Selected passage:
LONDON (Reuters) — The jury trying Rebekah Brooks over phone-hacking charges should not hold her role as a former Rupert Murdoch editor with huge political influence against her, her lawyer said, as the former British newspaper boss took the stand on Thursday.

Brooks, a friend of Prime Minister David Cameron, answered questions in court for the first time on the hacking scandal which has convulsed Britain's elite and forced Murdoch to close the 168-year-old tabloid at the center of the scandal, the News of the World.

Opening Brooks's defense within a packed court room on day 62 of the trial, Jonathan Laidlaw urged the jury to forget the myth that had built up around one of the most famous women in Britain, and to focus on the specific charges.

He was speaking shortly after the judge ruled that Brooks had been acquitted on one of the five charges she was facing, relating to one charge of authorizing an illegal payment for a picture of Prince William in a bikini. She denies all the other charges.

Problem A:
Repeat the Brooks trial article word for word from "LONDON (Reuters) — The" to "of the World.".

Data supplied:
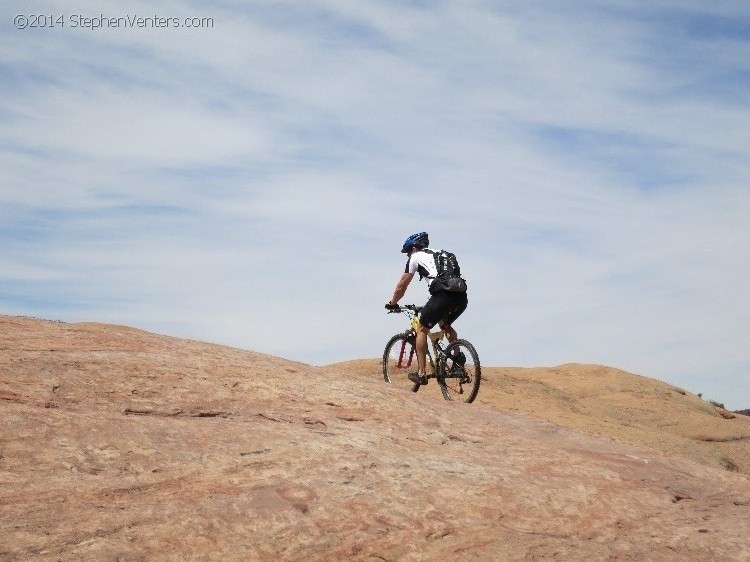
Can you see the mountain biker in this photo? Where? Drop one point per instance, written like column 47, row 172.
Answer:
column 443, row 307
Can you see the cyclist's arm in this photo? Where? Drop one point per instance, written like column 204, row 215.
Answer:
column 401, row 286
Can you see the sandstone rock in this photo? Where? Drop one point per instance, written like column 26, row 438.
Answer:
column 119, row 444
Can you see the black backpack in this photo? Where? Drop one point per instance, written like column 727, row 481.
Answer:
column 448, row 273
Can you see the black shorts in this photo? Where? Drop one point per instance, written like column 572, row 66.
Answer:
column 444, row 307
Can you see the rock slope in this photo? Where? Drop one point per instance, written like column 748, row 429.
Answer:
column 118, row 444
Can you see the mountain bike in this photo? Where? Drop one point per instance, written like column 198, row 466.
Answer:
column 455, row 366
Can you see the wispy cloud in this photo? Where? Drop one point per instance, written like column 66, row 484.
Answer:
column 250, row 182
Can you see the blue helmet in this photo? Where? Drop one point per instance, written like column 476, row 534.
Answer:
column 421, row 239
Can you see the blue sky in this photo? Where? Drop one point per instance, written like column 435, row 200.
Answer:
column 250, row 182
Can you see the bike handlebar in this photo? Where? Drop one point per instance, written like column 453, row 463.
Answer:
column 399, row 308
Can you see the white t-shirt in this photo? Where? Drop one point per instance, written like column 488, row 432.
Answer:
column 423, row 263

Problem B:
Please express the entries from the line with "Can you see the blue helmet" through the end of the entries as a JSON list of strings, one string per line, with blank lines left out.

Complete output A:
LONDON (Reuters) — The jury trying Rebekah Brooks over phone-hacking charges should not hold her role as a former Rupert Murdoch editor with huge political influence against her, her lawyer said, as the former British newspaper boss took the stand on Thursday.

Brooks, a friend of Prime Minister David Cameron, answered questions in court for the first time on the hacking scandal which has convulsed Britain's elite and forced Murdoch to close the 168-year-old tabloid at the center of the scandal, the News of the World.

Complete output B:
[
  "Can you see the blue helmet in this photo? Where? Drop one point per instance, written like column 476, row 534.",
  "Answer:",
  "column 421, row 239",
  "Can you see the blue sky in this photo? Where? Drop one point per instance, written like column 435, row 200.",
  "Answer:",
  "column 250, row 182",
  "Can you see the bike handlebar in this photo? Where? Drop one point per instance, written like column 453, row 463.",
  "Answer:",
  "column 399, row 308",
  "Can you see the white t-shirt in this photo? Where? Drop one point per instance, written like column 488, row 432.",
  "Answer:",
  "column 423, row 263"
]